Gather every line of the records that contains the string "twig", treating uppercase and lowercase as different.

— start of Given data —

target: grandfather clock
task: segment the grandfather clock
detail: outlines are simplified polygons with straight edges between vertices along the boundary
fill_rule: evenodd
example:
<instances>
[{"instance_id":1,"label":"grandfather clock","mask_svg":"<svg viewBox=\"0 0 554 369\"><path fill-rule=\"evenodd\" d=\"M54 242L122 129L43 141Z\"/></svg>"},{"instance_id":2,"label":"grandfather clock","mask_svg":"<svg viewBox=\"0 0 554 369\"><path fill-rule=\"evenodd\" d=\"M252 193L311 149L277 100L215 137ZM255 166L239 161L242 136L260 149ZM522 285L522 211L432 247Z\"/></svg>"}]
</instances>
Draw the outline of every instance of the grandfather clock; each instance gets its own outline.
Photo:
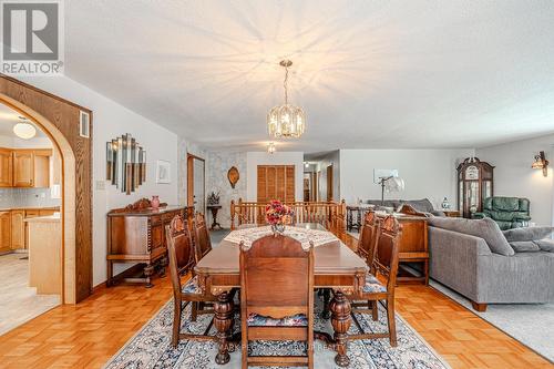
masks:
<instances>
[{"instance_id":1,"label":"grandfather clock","mask_svg":"<svg viewBox=\"0 0 554 369\"><path fill-rule=\"evenodd\" d=\"M493 195L494 166L478 157L468 157L458 165L458 206L464 218L483 211L486 197Z\"/></svg>"}]
</instances>

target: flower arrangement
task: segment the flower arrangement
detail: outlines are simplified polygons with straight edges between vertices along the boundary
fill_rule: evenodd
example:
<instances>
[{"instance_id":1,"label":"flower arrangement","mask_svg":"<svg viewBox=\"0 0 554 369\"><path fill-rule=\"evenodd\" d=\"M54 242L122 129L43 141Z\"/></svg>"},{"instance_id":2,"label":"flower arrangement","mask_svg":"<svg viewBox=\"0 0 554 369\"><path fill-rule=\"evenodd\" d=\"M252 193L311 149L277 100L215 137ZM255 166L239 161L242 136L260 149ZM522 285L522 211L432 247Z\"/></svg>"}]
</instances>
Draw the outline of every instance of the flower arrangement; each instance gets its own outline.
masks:
<instances>
[{"instance_id":1,"label":"flower arrangement","mask_svg":"<svg viewBox=\"0 0 554 369\"><path fill-rule=\"evenodd\" d=\"M266 206L266 221L274 232L283 233L285 225L293 223L294 212L278 199L271 199Z\"/></svg>"}]
</instances>

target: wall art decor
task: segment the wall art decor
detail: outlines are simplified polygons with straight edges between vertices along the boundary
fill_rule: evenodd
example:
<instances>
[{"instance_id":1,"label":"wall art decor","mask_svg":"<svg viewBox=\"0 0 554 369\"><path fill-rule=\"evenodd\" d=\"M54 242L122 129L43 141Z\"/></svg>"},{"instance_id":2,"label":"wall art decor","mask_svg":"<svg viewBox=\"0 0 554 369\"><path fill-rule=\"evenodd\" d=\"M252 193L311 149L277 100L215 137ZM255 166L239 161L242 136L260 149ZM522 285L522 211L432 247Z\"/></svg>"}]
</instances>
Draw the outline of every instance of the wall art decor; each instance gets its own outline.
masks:
<instances>
[{"instance_id":1,"label":"wall art decor","mask_svg":"<svg viewBox=\"0 0 554 369\"><path fill-rule=\"evenodd\" d=\"M130 133L106 143L106 181L127 195L146 182L146 152Z\"/></svg>"},{"instance_id":2,"label":"wall art decor","mask_svg":"<svg viewBox=\"0 0 554 369\"><path fill-rule=\"evenodd\" d=\"M230 170L227 172L227 178L229 180L230 187L235 188L238 178L240 178L240 175L238 174L238 170L236 166L232 166Z\"/></svg>"},{"instance_id":3,"label":"wall art decor","mask_svg":"<svg viewBox=\"0 0 554 369\"><path fill-rule=\"evenodd\" d=\"M171 183L171 170L172 164L167 161L157 161L156 162L156 183Z\"/></svg>"}]
</instances>

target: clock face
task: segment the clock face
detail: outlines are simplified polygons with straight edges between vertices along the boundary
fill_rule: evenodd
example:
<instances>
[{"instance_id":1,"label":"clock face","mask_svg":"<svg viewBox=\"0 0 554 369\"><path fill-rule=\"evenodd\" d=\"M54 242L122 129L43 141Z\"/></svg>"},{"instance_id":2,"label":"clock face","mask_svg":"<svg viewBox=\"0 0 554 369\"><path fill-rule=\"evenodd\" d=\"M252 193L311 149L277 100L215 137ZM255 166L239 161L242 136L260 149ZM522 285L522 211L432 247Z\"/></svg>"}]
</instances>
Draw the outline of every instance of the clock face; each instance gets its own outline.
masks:
<instances>
[{"instance_id":1,"label":"clock face","mask_svg":"<svg viewBox=\"0 0 554 369\"><path fill-rule=\"evenodd\" d=\"M479 180L479 168L475 165L468 166L465 170L465 180Z\"/></svg>"}]
</instances>

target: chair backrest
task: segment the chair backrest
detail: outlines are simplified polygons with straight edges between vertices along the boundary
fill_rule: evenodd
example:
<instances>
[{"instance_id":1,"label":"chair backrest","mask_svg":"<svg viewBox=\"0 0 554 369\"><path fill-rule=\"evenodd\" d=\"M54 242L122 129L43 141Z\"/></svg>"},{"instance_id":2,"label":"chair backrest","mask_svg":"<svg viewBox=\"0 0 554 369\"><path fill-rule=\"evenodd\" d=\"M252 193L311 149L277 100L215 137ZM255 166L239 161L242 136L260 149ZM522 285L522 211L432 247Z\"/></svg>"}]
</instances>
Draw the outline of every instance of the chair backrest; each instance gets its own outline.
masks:
<instances>
[{"instance_id":1,"label":"chair backrest","mask_svg":"<svg viewBox=\"0 0 554 369\"><path fill-rule=\"evenodd\" d=\"M170 258L170 274L175 300L181 299L181 276L195 265L194 248L186 222L176 215L165 226L167 239L167 256Z\"/></svg>"},{"instance_id":2,"label":"chair backrest","mask_svg":"<svg viewBox=\"0 0 554 369\"><path fill-rule=\"evenodd\" d=\"M369 209L363 218L363 224L360 228L360 239L358 242L358 252L366 259L370 268L370 273L375 273L375 258L377 252L377 240L379 235L380 222L377 219L376 212Z\"/></svg>"},{"instance_id":3,"label":"chair backrest","mask_svg":"<svg viewBox=\"0 0 554 369\"><path fill-rule=\"evenodd\" d=\"M275 319L314 309L314 247L306 252L286 236L266 236L247 250L240 247L243 317Z\"/></svg>"},{"instance_id":4,"label":"chair backrest","mask_svg":"<svg viewBox=\"0 0 554 369\"><path fill-rule=\"evenodd\" d=\"M207 253L212 250L212 240L206 226L204 214L196 213L193 219L194 229L194 249L196 263L198 263Z\"/></svg>"},{"instance_id":5,"label":"chair backrest","mask_svg":"<svg viewBox=\"0 0 554 369\"><path fill-rule=\"evenodd\" d=\"M387 290L393 291L398 274L398 245L402 226L394 216L379 219L376 266L387 277Z\"/></svg>"}]
</instances>

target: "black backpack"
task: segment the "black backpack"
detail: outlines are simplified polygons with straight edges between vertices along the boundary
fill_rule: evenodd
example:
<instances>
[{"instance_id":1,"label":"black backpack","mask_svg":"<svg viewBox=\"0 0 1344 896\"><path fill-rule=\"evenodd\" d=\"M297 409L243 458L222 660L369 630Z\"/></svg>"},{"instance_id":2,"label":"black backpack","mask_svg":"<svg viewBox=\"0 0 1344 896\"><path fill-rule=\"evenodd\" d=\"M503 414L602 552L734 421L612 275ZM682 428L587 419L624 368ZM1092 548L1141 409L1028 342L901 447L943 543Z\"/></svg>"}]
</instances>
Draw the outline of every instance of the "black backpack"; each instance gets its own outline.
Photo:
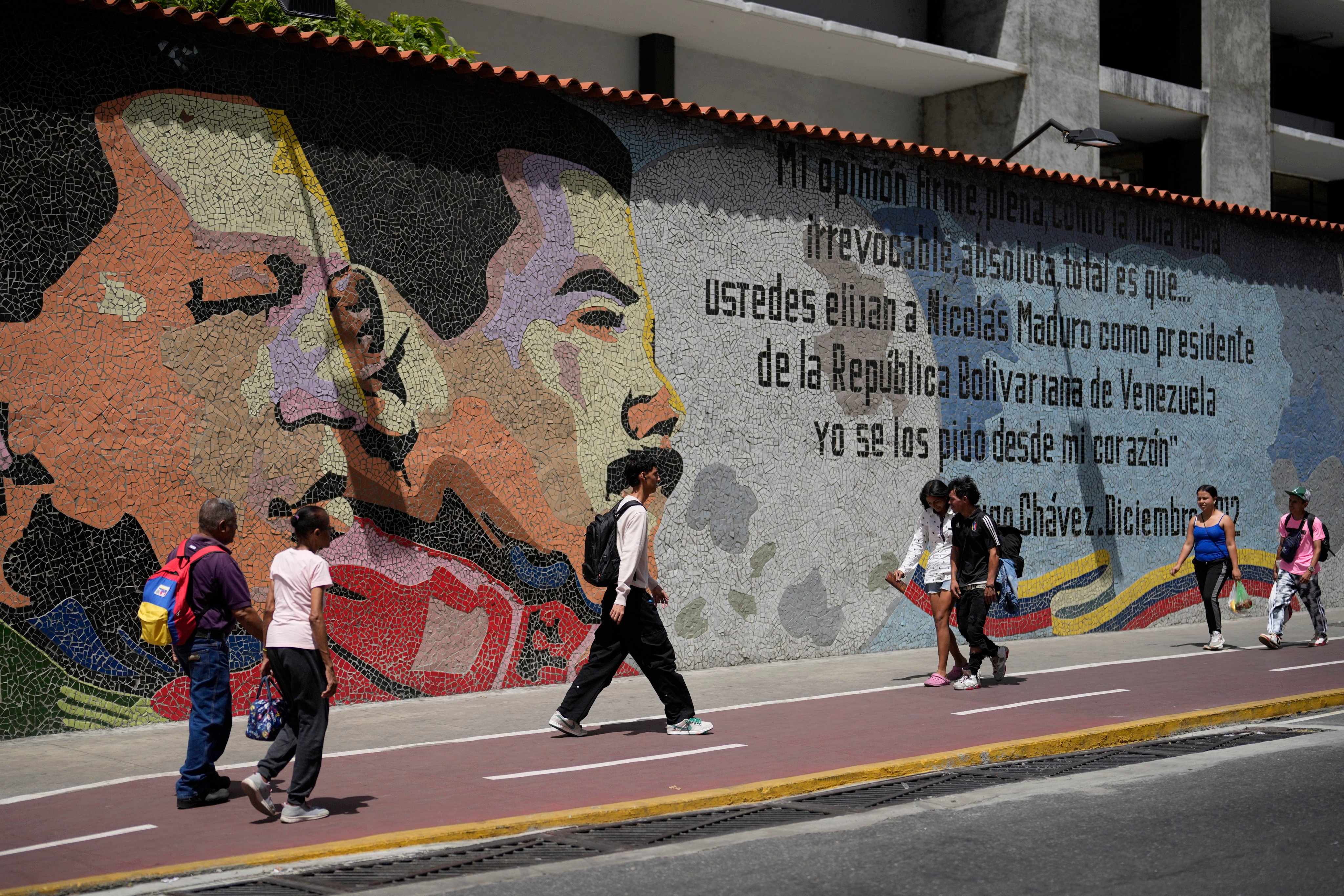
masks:
<instances>
[{"instance_id":1,"label":"black backpack","mask_svg":"<svg viewBox=\"0 0 1344 896\"><path fill-rule=\"evenodd\" d=\"M638 501L621 498L606 513L598 513L589 523L583 536L583 579L589 584L610 588L621 574L621 555L616 551L616 523L632 506L644 506Z\"/></svg>"},{"instance_id":2,"label":"black backpack","mask_svg":"<svg viewBox=\"0 0 1344 896\"><path fill-rule=\"evenodd\" d=\"M1284 536L1284 547L1279 551L1279 557L1284 560L1292 560L1294 556L1297 556L1297 545L1302 540L1302 533L1310 532L1314 528L1312 523L1314 520L1318 520L1320 517L1308 513L1306 519L1302 520L1302 525L1297 527L1296 529L1289 528L1288 521L1290 519L1292 514L1284 517L1284 528L1288 529L1288 535ZM1328 560L1331 556L1331 529L1328 525L1325 525L1324 520L1321 520L1321 535L1325 537L1321 540L1321 556L1316 559L1317 563L1325 563L1325 560Z\"/></svg>"},{"instance_id":3,"label":"black backpack","mask_svg":"<svg viewBox=\"0 0 1344 896\"><path fill-rule=\"evenodd\" d=\"M1023 570L1027 567L1027 563L1021 559L1021 529L996 523L995 531L999 533L999 557L1012 560L1013 570L1017 571L1017 578L1020 579Z\"/></svg>"}]
</instances>

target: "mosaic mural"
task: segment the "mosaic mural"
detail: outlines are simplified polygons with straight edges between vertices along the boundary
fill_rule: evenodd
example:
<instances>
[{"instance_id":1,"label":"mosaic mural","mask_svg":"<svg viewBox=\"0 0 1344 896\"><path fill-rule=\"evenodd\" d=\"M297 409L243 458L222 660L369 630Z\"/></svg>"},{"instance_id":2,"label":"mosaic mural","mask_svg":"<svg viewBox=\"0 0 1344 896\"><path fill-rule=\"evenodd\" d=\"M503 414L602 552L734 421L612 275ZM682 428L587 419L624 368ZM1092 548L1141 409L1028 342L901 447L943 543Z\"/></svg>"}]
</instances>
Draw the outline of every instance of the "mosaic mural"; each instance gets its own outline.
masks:
<instances>
[{"instance_id":1,"label":"mosaic mural","mask_svg":"<svg viewBox=\"0 0 1344 896\"><path fill-rule=\"evenodd\" d=\"M1278 490L1341 519L1337 235L48 13L0 63L4 736L185 716L136 609L210 496L258 602L336 521L351 703L570 680L632 454L687 668L931 643L883 578L939 474L1027 535L995 638L1202 618L1200 482L1262 598Z\"/></svg>"}]
</instances>

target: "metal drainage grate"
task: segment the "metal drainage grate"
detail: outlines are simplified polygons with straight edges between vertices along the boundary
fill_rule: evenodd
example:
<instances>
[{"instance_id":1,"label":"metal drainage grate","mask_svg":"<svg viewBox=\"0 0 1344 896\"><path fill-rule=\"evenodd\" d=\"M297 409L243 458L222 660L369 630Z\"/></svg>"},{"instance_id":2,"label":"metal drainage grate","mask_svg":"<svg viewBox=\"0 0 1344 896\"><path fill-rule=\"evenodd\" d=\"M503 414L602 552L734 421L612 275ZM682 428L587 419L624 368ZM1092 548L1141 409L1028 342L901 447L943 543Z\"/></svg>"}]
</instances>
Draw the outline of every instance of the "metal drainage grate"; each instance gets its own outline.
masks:
<instances>
[{"instance_id":1,"label":"metal drainage grate","mask_svg":"<svg viewBox=\"0 0 1344 896\"><path fill-rule=\"evenodd\" d=\"M798 821L827 818L836 814L864 811L900 801L927 799L962 794L995 785L1055 778L1102 768L1120 768L1136 763L1172 756L1187 756L1226 747L1266 743L1284 737L1314 733L1313 728L1249 729L1226 733L1196 735L1149 740L1124 748L1091 750L1019 759L957 771L910 775L844 790L832 790L812 797L798 797L755 806L710 809L706 811L661 818L570 827L551 832L546 837L521 837L507 842L487 844L442 853L409 858L388 858L372 862L323 868L296 875L277 875L235 884L175 891L169 896L332 896L364 889L375 889L410 880L457 877L477 872L526 868L547 862L582 858L610 852L640 849L671 840L718 837L743 830L773 827Z\"/></svg>"},{"instance_id":2,"label":"metal drainage grate","mask_svg":"<svg viewBox=\"0 0 1344 896\"><path fill-rule=\"evenodd\" d=\"M929 797L946 797L949 794L964 794L993 785L1007 785L1016 778L993 774L976 774L973 771L953 771L923 775L919 778L898 778L880 785L867 785L864 787L851 787L833 790L816 797L802 797L796 799L805 806L820 806L825 809L876 809L900 799L926 799Z\"/></svg>"},{"instance_id":3,"label":"metal drainage grate","mask_svg":"<svg viewBox=\"0 0 1344 896\"><path fill-rule=\"evenodd\" d=\"M1289 728L1284 731L1228 731L1226 733L1216 735L1153 740L1145 744L1136 744L1134 748L1152 750L1167 755L1187 756L1196 752L1208 752L1210 750L1267 743L1270 740L1282 740L1284 737L1296 737L1305 733L1310 733L1310 731L1305 728Z\"/></svg>"},{"instance_id":4,"label":"metal drainage grate","mask_svg":"<svg viewBox=\"0 0 1344 896\"><path fill-rule=\"evenodd\" d=\"M648 846L669 840L718 837L719 834L731 834L741 830L774 827L775 825L788 825L794 821L825 818L828 814L796 806L766 805L751 806L746 810L718 809L688 815L641 818L640 821L621 822L618 825L583 827L573 833L575 837L582 837L583 841L595 840L602 844L616 844L620 846Z\"/></svg>"}]
</instances>

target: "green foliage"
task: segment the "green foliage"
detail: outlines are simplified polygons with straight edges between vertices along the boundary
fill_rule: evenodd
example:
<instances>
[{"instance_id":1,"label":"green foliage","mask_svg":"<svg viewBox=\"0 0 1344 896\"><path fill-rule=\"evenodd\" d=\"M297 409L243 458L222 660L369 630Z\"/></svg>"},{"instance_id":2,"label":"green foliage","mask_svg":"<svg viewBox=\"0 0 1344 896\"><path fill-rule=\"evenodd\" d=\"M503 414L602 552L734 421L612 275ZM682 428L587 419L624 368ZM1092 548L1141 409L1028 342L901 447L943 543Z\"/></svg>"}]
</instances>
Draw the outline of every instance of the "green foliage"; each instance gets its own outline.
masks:
<instances>
[{"instance_id":1,"label":"green foliage","mask_svg":"<svg viewBox=\"0 0 1344 896\"><path fill-rule=\"evenodd\" d=\"M159 0L159 3L164 8L177 5L188 12L215 12L223 5L223 0ZM277 0L238 0L228 15L238 16L243 21L266 23L277 28L294 26L301 31L319 31L331 38L344 36L349 40L368 40L378 47L419 50L426 56L437 52L449 59L476 60L474 52L444 32L441 19L394 12L387 16L387 21L379 21L370 19L345 0L336 0L335 21L290 16Z\"/></svg>"}]
</instances>

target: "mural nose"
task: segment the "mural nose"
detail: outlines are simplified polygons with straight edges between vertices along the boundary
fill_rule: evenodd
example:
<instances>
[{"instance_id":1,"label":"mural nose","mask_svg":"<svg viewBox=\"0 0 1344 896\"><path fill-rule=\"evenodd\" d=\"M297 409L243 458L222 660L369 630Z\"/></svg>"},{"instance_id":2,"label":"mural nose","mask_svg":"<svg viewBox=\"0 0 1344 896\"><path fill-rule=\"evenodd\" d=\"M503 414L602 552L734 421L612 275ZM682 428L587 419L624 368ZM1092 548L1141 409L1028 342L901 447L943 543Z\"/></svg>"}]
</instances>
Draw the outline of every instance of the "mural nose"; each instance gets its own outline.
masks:
<instances>
[{"instance_id":1,"label":"mural nose","mask_svg":"<svg viewBox=\"0 0 1344 896\"><path fill-rule=\"evenodd\" d=\"M677 423L676 410L672 407L672 394L668 387L659 390L657 395L629 395L621 407L621 423L632 439L642 439L648 435L672 435Z\"/></svg>"}]
</instances>

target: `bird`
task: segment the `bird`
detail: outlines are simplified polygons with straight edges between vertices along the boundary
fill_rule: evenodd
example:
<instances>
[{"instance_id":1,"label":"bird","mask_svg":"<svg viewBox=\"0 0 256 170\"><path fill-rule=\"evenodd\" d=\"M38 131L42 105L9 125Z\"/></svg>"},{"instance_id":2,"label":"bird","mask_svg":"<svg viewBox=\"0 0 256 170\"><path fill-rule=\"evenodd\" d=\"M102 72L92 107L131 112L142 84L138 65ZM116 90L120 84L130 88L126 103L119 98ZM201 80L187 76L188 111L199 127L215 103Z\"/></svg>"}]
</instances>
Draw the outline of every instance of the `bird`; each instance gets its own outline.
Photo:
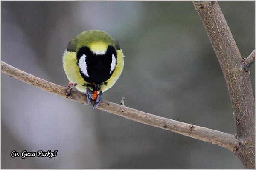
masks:
<instances>
[{"instance_id":1,"label":"bird","mask_svg":"<svg viewBox=\"0 0 256 170\"><path fill-rule=\"evenodd\" d=\"M93 108L102 101L103 92L116 83L124 67L124 54L119 43L106 32L97 30L82 32L69 42L62 57L70 81L66 94L73 88L85 94Z\"/></svg>"}]
</instances>

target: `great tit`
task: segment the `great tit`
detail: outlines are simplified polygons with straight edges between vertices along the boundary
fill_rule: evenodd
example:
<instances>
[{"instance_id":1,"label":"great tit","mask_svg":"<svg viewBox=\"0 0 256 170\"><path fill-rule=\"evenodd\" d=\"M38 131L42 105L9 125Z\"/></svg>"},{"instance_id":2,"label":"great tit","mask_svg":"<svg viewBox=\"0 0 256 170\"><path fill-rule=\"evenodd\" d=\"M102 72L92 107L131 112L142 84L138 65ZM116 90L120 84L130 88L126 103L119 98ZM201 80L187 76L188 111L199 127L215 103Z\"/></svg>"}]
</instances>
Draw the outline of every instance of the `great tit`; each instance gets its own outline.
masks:
<instances>
[{"instance_id":1,"label":"great tit","mask_svg":"<svg viewBox=\"0 0 256 170\"><path fill-rule=\"evenodd\" d=\"M76 88L85 93L88 105L95 100L96 108L102 92L111 88L124 67L124 55L118 42L99 30L84 31L68 43L62 58L63 68L70 82L66 89L70 95ZM68 92L67 92L68 91Z\"/></svg>"}]
</instances>

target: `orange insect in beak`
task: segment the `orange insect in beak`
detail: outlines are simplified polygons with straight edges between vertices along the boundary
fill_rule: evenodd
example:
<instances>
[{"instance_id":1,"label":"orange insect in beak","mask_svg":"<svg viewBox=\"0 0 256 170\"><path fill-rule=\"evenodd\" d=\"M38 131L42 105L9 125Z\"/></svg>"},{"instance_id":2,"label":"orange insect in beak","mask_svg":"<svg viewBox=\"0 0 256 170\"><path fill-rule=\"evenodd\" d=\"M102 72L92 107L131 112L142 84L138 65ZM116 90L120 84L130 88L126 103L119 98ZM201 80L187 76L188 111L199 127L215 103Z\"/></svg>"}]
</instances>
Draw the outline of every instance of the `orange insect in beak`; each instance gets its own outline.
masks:
<instances>
[{"instance_id":1,"label":"orange insect in beak","mask_svg":"<svg viewBox=\"0 0 256 170\"><path fill-rule=\"evenodd\" d=\"M96 90L93 91L93 98L91 98L93 100L95 100L98 98L98 91Z\"/></svg>"}]
</instances>

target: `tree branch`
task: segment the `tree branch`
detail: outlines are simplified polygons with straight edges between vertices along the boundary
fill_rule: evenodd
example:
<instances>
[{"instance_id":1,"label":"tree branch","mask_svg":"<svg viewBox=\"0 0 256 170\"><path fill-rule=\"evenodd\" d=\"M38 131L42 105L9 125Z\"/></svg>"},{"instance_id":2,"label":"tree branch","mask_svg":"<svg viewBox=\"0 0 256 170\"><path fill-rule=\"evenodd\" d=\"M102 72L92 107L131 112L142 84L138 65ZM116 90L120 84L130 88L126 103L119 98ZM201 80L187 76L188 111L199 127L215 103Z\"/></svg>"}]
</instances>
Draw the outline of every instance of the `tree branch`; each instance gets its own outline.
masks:
<instances>
[{"instance_id":1,"label":"tree branch","mask_svg":"<svg viewBox=\"0 0 256 170\"><path fill-rule=\"evenodd\" d=\"M67 97L65 88L47 82L1 62L2 72L42 90L62 97L87 105L86 96L73 91ZM221 146L234 152L239 141L234 135L154 115L120 105L102 100L97 108L144 124L164 129L193 138Z\"/></svg>"},{"instance_id":2,"label":"tree branch","mask_svg":"<svg viewBox=\"0 0 256 170\"><path fill-rule=\"evenodd\" d=\"M235 154L246 167L254 168L254 98L249 74L241 69L243 60L218 3L193 3L226 79L236 123L237 137L242 141Z\"/></svg>"}]
</instances>

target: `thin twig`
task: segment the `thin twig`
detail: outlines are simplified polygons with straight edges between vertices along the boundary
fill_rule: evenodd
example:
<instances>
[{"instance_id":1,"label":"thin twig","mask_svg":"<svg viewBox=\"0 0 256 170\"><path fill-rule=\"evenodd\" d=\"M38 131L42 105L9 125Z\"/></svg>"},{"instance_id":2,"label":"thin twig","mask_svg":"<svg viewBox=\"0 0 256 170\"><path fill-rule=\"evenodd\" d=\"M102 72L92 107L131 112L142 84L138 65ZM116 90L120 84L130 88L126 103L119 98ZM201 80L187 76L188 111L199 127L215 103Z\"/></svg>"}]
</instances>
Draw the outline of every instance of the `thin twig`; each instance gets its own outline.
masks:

— end of Given data —

#### Task output
target: `thin twig`
task: segment the `thin twig`
[{"instance_id":1,"label":"thin twig","mask_svg":"<svg viewBox=\"0 0 256 170\"><path fill-rule=\"evenodd\" d=\"M38 131L42 105L9 125Z\"/></svg>"},{"instance_id":2,"label":"thin twig","mask_svg":"<svg viewBox=\"0 0 256 170\"><path fill-rule=\"evenodd\" d=\"M102 72L92 107L131 112L142 84L138 65ZM116 90L120 84L130 88L126 103L119 98ZM201 80L187 76L188 111L199 127L215 103Z\"/></svg>"}]
Draw the outline of every instance of the `thin twig`; each instance gets its own outline.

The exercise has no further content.